● Your goal: From the records below, keep only the lines that include the string "Target" and copy each of those lines in full, in their original order.

== Exercise input ==

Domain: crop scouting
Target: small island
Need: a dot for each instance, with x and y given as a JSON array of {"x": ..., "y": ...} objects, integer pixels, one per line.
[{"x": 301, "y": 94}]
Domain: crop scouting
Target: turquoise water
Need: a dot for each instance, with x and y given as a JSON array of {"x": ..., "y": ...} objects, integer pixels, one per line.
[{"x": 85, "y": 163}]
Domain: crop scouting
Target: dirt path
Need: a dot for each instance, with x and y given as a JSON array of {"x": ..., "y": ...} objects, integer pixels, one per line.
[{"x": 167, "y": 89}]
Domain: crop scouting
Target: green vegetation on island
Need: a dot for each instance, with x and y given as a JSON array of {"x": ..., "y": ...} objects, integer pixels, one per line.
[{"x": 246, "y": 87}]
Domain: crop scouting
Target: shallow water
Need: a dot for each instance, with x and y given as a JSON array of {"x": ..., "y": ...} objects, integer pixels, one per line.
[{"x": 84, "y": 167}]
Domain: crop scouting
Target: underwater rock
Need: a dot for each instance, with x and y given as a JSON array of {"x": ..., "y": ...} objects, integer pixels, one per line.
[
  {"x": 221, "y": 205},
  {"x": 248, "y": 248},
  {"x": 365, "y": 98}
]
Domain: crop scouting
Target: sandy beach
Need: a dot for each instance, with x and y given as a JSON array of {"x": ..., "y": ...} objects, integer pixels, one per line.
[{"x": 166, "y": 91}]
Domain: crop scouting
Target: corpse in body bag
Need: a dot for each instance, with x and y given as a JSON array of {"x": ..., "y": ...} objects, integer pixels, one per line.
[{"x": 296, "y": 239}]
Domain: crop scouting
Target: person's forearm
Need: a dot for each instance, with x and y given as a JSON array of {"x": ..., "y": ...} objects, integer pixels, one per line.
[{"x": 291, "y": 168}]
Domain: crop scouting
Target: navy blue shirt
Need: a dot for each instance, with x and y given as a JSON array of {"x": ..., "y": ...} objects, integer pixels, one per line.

===

● Exercise output:
Target: small island
Target: turquoise water
Target: dirt path
Target: green vegetation on island
Target: shallow water
Target: underwater rock
Target: sandy beach
Target: corpse in body bag
Target: person's forearm
Target: navy blue shirt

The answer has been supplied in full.